WHAT IS EXPECTED: Reproduce the records starting with the line containing "Given this scan, where would you say the pink-purple" and going on through the line containing "[0,85,136,107]", both included, and give nothing else. Keep the requests as they stand, multiply every bounding-box coordinate in the answers by 1.85, rounding to whole numbers with halves going up, and leave the pictures out.

DATASET ROWS:

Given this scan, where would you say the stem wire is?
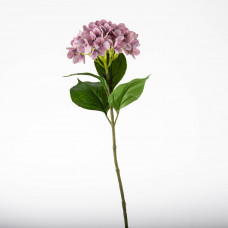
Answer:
[104,65,128,228]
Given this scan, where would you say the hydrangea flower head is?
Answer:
[67,19,140,67]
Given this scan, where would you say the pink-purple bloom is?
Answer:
[67,19,140,63]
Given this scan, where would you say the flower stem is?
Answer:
[110,107,128,228]
[104,66,128,228]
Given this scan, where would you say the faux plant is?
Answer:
[65,20,149,228]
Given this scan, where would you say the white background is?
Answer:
[0,0,228,228]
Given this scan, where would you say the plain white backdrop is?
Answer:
[0,0,228,228]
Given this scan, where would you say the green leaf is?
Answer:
[108,76,149,112]
[63,72,108,91]
[94,53,127,91]
[70,80,109,114]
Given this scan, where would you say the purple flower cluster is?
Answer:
[67,19,140,63]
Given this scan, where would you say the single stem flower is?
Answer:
[66,19,149,228]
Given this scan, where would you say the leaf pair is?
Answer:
[65,53,149,114]
[94,53,127,92]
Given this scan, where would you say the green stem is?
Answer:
[105,64,128,228]
[110,107,128,228]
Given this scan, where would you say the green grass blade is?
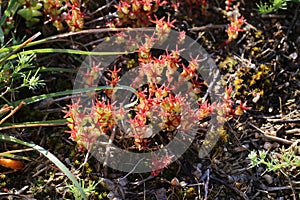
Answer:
[7,48,133,60]
[0,119,67,131]
[0,134,87,200]
[0,85,136,107]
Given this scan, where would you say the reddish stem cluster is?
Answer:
[114,0,167,28]
[44,0,84,31]
[66,14,249,176]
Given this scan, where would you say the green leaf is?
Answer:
[0,134,87,200]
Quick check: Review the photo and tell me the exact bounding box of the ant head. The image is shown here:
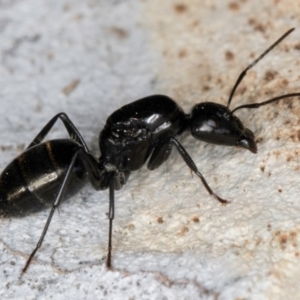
[189,102,257,153]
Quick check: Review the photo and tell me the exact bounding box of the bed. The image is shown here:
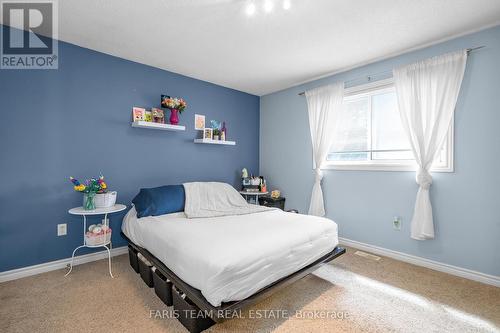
[122,183,345,331]
[122,208,338,306]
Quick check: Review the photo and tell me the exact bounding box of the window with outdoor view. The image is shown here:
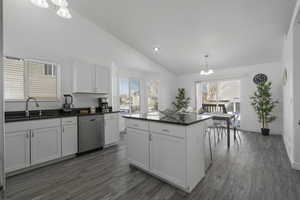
[4,58,58,101]
[147,80,159,112]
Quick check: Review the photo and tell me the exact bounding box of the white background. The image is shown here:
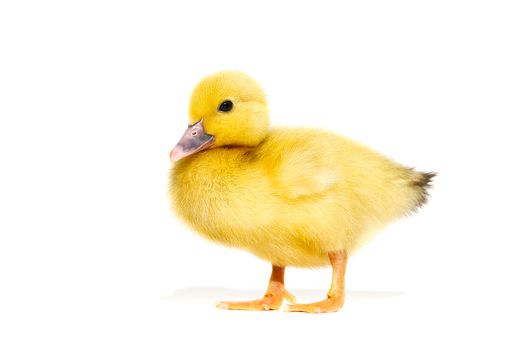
[0,0,524,349]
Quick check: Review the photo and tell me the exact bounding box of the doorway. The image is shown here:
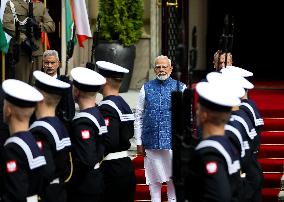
[207,0,284,80]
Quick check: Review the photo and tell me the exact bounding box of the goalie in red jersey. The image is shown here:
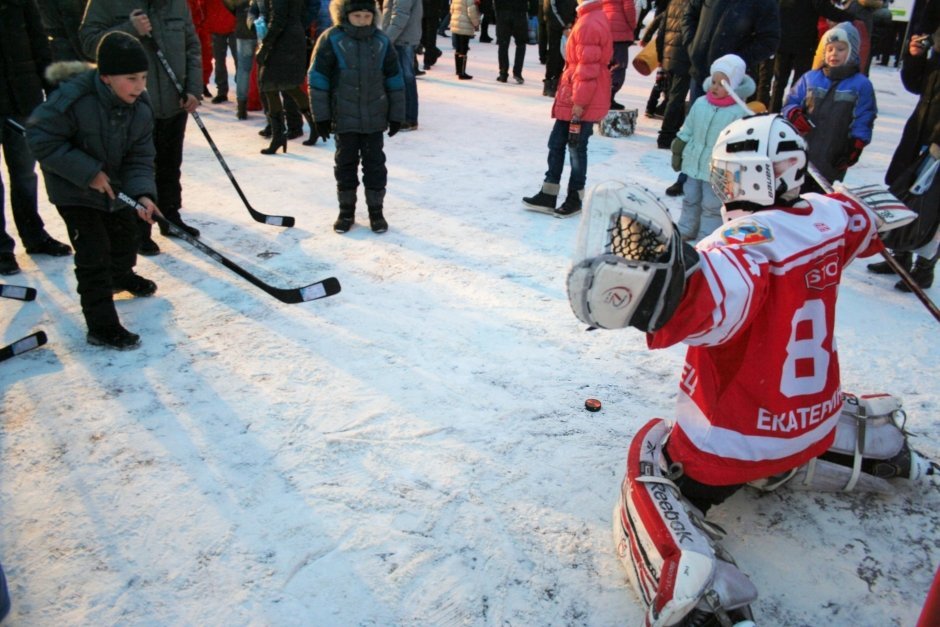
[568,115,933,625]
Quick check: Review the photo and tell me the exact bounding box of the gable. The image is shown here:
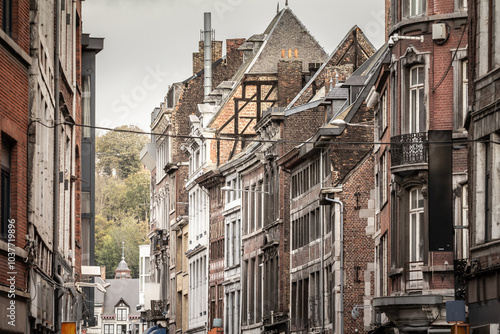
[287,26,375,109]
[247,8,327,74]
[115,298,130,308]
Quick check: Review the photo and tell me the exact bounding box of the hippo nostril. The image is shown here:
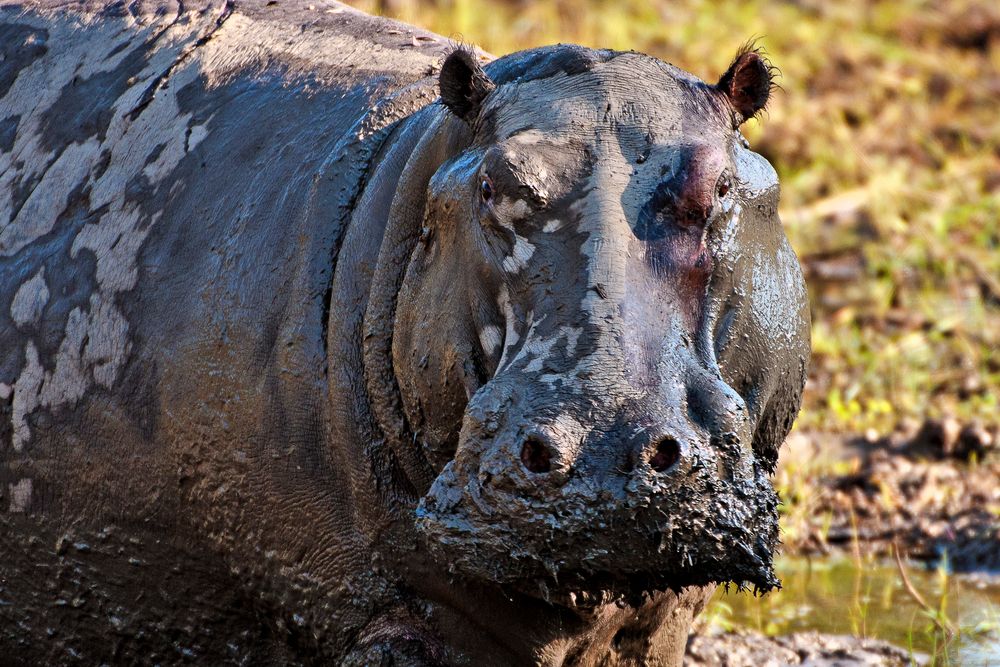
[521,436,552,473]
[649,436,681,472]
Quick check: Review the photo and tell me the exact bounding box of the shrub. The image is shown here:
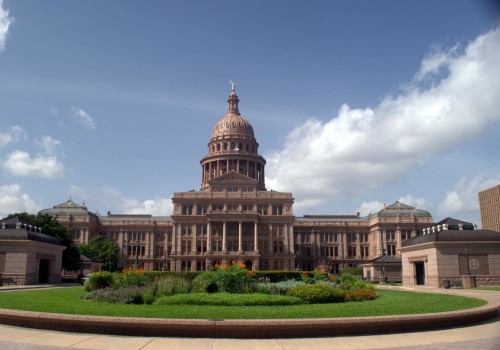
[155,275,192,297]
[82,286,147,304]
[191,271,218,293]
[336,273,375,293]
[253,271,302,283]
[155,293,303,306]
[345,289,377,301]
[255,280,304,295]
[116,267,151,287]
[287,283,345,304]
[85,271,114,292]
[214,264,255,293]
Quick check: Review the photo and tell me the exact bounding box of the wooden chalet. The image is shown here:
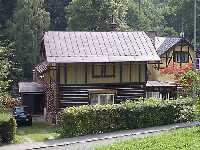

WORKED ANSWER:
Given this scan, where would you say the pink-purple bloom is?
Answer:
[124,35,259,117]
Given this scan, where would you say the flower stem is?
Answer:
[204,198,237,422]
[192,122,237,422]
Given this scan, where would you say the faux plant is?
Answer:
[120,37,276,422]
Given this scan, where would you say the white background is?
Answer:
[0,0,422,422]
Given this scan, where would you say the plain white backdrop is?
Answer:
[0,0,422,422]
Given this scan, where would you say the green leaf is?
Answer:
[200,141,276,207]
[117,133,200,168]
[174,98,235,168]
[130,148,202,211]
Given this scan, where would you say the purple flower cluster is?
Answer:
[124,35,259,117]
Given this scan, where would you say the single stem flower is?
Answer:
[122,35,276,422]
Given this scan, where would you say the leaf pair is?
Answer:
[120,98,276,211]
[174,98,235,170]
Given this scan, where would you say the green stem is?
Answer:
[194,118,237,422]
[204,198,237,422]
Given this scan, where would you say the green grass blade is?
Answer:
[13,89,246,111]
[0,220,124,242]
[0,248,161,370]
[0,157,252,198]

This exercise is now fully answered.